───── Source material ─────

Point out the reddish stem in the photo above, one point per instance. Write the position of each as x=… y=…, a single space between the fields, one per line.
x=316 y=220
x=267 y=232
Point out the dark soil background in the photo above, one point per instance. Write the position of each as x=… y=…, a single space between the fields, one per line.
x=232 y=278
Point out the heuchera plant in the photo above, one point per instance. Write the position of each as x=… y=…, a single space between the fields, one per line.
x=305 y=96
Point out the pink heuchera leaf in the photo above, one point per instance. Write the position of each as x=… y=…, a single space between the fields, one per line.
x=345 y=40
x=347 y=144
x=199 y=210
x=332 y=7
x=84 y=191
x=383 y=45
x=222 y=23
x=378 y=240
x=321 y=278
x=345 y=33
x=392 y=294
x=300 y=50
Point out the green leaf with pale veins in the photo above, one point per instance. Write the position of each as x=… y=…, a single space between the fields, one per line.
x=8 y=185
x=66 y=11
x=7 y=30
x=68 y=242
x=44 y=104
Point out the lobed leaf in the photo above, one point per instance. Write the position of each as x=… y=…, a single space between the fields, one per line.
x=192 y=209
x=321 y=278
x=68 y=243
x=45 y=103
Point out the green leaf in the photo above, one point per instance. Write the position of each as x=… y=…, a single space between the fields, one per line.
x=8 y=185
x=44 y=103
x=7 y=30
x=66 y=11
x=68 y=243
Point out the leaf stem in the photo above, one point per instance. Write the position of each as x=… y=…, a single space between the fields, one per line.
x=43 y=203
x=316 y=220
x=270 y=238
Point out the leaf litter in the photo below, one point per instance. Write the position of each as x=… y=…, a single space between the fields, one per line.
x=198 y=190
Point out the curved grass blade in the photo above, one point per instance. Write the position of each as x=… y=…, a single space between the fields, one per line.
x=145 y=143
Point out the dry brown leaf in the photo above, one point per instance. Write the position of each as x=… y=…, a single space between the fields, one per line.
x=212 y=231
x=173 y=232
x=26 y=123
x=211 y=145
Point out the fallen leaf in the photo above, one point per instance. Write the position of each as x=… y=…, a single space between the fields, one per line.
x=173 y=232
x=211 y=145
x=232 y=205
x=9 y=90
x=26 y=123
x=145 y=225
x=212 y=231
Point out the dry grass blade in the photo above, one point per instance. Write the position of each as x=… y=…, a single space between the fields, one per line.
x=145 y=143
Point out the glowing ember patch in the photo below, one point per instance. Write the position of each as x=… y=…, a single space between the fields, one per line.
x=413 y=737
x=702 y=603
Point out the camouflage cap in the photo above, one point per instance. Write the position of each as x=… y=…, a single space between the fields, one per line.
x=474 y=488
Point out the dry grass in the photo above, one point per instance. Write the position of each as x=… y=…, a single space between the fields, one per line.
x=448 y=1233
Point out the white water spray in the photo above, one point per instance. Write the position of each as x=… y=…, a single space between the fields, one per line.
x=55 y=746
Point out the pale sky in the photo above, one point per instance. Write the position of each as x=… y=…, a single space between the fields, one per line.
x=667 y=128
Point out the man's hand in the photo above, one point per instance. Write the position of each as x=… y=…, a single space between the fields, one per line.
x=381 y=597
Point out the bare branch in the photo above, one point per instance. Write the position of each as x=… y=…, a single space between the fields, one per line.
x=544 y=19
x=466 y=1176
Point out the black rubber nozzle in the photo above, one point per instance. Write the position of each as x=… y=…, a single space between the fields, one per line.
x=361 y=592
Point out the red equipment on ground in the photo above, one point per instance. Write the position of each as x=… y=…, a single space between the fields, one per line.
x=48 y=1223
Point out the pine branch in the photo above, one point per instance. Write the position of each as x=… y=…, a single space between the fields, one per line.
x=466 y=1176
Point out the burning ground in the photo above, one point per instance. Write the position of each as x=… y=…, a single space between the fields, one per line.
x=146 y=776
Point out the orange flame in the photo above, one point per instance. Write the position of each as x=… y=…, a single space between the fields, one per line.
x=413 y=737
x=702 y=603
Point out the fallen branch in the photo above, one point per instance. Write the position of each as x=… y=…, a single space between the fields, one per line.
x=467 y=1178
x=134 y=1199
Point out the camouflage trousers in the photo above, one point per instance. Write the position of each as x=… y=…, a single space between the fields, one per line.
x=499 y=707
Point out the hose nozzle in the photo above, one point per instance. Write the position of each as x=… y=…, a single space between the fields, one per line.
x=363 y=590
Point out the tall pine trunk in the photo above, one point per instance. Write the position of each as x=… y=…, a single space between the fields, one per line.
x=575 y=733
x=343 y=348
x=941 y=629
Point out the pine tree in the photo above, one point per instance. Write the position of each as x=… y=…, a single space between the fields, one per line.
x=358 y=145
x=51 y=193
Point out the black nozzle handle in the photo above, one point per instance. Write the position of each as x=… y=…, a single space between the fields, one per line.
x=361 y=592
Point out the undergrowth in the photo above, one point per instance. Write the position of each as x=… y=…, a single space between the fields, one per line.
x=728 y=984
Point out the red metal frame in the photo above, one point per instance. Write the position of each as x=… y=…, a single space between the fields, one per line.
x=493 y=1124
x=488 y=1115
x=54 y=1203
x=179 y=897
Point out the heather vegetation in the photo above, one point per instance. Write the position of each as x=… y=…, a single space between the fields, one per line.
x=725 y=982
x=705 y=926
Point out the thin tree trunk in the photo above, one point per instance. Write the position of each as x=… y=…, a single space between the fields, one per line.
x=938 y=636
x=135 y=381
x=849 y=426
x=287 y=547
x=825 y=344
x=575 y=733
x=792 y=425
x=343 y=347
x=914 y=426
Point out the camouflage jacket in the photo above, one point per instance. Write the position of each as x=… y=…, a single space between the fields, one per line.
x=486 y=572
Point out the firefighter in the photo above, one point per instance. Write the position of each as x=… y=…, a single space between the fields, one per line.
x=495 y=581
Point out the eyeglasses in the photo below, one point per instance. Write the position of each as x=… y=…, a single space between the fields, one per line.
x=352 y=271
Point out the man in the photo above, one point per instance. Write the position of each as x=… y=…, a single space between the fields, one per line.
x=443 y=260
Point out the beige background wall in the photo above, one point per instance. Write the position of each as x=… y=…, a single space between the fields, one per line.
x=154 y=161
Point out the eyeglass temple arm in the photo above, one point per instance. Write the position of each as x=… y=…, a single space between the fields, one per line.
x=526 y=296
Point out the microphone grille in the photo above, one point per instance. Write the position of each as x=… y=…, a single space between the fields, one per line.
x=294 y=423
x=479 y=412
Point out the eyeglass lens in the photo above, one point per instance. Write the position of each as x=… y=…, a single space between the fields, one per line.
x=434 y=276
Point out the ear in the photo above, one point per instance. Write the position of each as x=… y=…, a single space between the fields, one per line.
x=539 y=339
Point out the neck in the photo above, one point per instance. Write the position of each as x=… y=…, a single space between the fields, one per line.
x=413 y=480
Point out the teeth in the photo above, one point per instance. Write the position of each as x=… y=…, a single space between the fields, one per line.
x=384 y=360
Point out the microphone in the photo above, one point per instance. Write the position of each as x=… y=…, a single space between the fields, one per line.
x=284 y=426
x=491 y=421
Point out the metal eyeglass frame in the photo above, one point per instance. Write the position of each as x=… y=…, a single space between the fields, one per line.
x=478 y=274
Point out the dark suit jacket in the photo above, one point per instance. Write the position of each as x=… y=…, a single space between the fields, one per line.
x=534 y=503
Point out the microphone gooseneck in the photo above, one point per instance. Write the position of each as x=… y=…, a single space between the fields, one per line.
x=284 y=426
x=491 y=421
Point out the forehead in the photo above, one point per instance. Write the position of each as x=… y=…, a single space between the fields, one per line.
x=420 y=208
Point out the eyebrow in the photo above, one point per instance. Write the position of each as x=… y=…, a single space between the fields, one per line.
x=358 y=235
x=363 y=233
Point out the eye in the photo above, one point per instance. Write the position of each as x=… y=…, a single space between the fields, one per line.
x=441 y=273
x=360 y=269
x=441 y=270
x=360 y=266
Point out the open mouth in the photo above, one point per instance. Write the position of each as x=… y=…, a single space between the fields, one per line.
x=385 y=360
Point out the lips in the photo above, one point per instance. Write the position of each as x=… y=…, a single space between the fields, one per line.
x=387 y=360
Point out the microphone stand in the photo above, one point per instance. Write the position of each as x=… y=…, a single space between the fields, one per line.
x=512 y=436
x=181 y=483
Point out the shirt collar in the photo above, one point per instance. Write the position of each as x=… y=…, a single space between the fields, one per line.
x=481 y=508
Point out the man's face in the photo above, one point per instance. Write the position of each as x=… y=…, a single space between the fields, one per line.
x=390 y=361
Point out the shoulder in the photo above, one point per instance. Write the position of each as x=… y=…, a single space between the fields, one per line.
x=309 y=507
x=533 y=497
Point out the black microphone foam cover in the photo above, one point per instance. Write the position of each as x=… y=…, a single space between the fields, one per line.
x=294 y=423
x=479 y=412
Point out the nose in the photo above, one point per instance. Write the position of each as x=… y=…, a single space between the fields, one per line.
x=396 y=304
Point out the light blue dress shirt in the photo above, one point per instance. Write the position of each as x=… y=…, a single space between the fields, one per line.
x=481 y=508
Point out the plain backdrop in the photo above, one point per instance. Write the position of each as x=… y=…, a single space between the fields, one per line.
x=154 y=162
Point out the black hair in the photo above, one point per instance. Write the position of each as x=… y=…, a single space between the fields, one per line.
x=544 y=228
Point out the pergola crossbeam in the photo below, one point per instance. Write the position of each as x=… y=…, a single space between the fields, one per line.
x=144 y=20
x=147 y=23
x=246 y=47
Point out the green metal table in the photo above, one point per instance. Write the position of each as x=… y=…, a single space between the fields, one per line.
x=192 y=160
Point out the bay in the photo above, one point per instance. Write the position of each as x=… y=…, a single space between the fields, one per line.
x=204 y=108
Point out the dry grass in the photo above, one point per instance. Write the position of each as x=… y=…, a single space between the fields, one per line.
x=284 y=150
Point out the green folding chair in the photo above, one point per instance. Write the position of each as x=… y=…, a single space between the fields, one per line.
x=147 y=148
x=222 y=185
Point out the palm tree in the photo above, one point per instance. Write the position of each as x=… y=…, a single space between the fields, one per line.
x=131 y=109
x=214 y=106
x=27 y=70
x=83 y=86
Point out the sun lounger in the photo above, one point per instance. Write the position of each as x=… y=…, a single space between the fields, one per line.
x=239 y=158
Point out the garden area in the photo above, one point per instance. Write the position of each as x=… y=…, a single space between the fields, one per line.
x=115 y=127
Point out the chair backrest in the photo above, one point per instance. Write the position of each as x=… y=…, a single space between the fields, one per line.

─────

Copy the records exactly, beginning with the line containing "Point out the eyebrow" and continuing through the line containing "x=363 y=233".

Point out the eyebrow in the photo above, one point per instance. Write the position of each as x=… y=…, a single space between the fields, one per line.
x=358 y=235
x=363 y=233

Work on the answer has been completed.